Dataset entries
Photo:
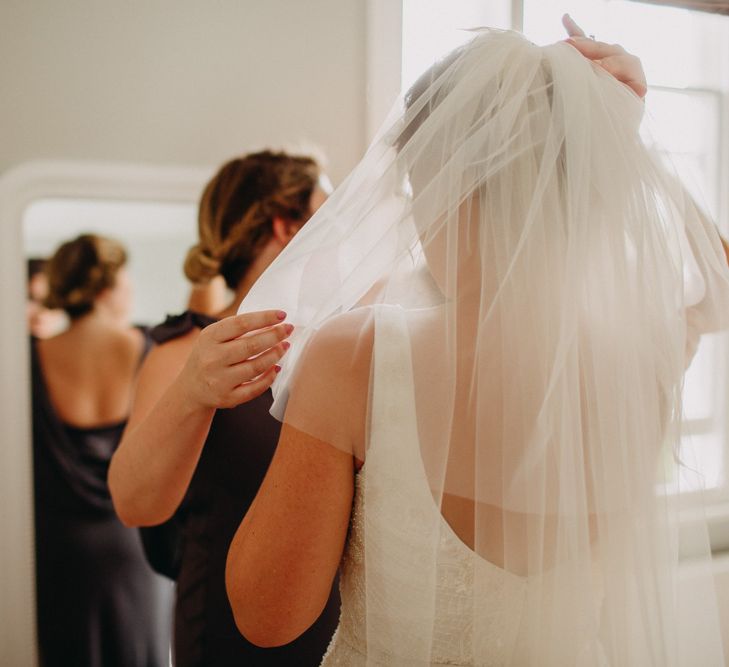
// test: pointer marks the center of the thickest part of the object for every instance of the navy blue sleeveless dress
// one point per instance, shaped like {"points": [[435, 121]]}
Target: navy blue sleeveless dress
{"points": [[99, 604]]}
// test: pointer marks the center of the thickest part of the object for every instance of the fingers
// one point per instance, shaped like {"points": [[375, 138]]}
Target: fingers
{"points": [[254, 388], [573, 30], [252, 368], [238, 325], [624, 66], [237, 351]]}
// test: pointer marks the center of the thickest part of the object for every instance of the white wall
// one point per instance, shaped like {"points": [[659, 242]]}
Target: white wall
{"points": [[180, 81]]}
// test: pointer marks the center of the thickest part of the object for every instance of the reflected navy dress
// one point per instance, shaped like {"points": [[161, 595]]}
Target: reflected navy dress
{"points": [[99, 604], [234, 460]]}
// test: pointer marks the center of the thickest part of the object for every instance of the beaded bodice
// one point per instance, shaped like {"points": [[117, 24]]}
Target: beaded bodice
{"points": [[412, 592]]}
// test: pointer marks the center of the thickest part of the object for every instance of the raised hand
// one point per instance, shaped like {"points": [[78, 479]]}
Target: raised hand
{"points": [[234, 360], [613, 58]]}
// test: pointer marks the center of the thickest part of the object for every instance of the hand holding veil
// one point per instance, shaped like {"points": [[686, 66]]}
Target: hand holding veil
{"points": [[502, 285]]}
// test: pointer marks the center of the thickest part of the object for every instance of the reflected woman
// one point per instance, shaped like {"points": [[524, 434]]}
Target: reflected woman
{"points": [[200, 437], [99, 603]]}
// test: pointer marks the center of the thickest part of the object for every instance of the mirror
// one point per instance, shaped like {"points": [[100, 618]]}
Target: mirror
{"points": [[42, 204]]}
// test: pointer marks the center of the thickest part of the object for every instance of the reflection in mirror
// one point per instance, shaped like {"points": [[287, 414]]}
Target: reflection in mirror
{"points": [[156, 235], [109, 264]]}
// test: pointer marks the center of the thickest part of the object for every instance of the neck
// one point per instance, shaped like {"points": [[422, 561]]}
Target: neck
{"points": [[98, 318], [269, 252]]}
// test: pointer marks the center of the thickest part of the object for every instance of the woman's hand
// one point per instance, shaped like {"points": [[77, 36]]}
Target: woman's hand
{"points": [[234, 360], [613, 58]]}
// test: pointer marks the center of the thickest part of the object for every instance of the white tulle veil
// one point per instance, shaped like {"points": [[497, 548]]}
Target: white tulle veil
{"points": [[536, 270]]}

▸ Instructions for the task
Give every line of the records above again, exactly, and omit the pictures.

▸ Answer to this problem
Photo:
// test: pointer marks the center of the thickest part of the object for every instance of the navy blue sleeveless dress
// one point per instance, shaped like {"points": [[435, 121]]}
Target: navy blue sleeveless dress
{"points": [[99, 604]]}
// test: pointer marks the center of the thickest part of the object for every instance of the fingers
// one point per instance, shaped like {"points": [[375, 138]]}
Target: fingers
{"points": [[254, 388], [573, 30], [252, 368], [238, 325], [624, 66], [237, 351]]}
// test: pointer marks the center of the thickest part of the object for every instance of the white wall
// one point per instance, shaped like {"points": [[659, 242]]}
Target: white wall
{"points": [[180, 81]]}
// test: pointer marks the center of the thickest part of the object for every instance of the reflected navy dress
// one point per instance, shaped like {"points": [[161, 595]]}
Target: reflected navy dress
{"points": [[99, 604], [234, 460]]}
// test: pointer marks the center of the thickest part of the object for every instance of the beaded bodice
// one point per instance, shaped like {"points": [[117, 24]]}
Target: beaded bodice
{"points": [[412, 592]]}
// test: pointer marks the center of the thickest part of the object for every instance of the raised hand
// one point per instance, shaped like {"points": [[78, 479]]}
Target: raised hand
{"points": [[234, 360], [613, 58]]}
// test: pointer marks the center of the thickest part of the object for every instance of the hand holding veil
// one point per instance, shaped like {"points": [[686, 66]]}
Target: hand holding veil
{"points": [[502, 285]]}
// test: pointer marks the center of the thickest part of the object for every instance of the reflected woman
// one point per instance, shaped like {"points": [[524, 434]]}
Target: reflected woman
{"points": [[200, 437], [99, 603]]}
// test: pointer marks the center of the thickest part of the object for every instance of the mirror
// one point per instance, shaped like {"points": [[100, 618]]}
Target: mirror
{"points": [[42, 204]]}
// test: pointer marks the center of the thickest part of the object for every instance of the reflection in mirror
// one point per instance, shaped like {"points": [[287, 414]]}
Target: reflection in mirror
{"points": [[156, 235], [109, 264]]}
// test: pointer marks the center of the thickest part of the object for every instance of the neck
// one point per instance, shaped like {"points": [[422, 561]]}
Target: neck
{"points": [[98, 318], [269, 252]]}
// test: pointer marks the center of the thickest part of the object for every instance of the woman's hand
// one point per instance, shaped like {"points": [[77, 36]]}
Target: woman's hand
{"points": [[234, 360], [613, 58]]}
// test: pointer marks the center of the thickest part of the object for every instance of the white tulle veil
// one point per instance, shaped like {"points": [[497, 548]]}
Target: white tulle veil
{"points": [[536, 270]]}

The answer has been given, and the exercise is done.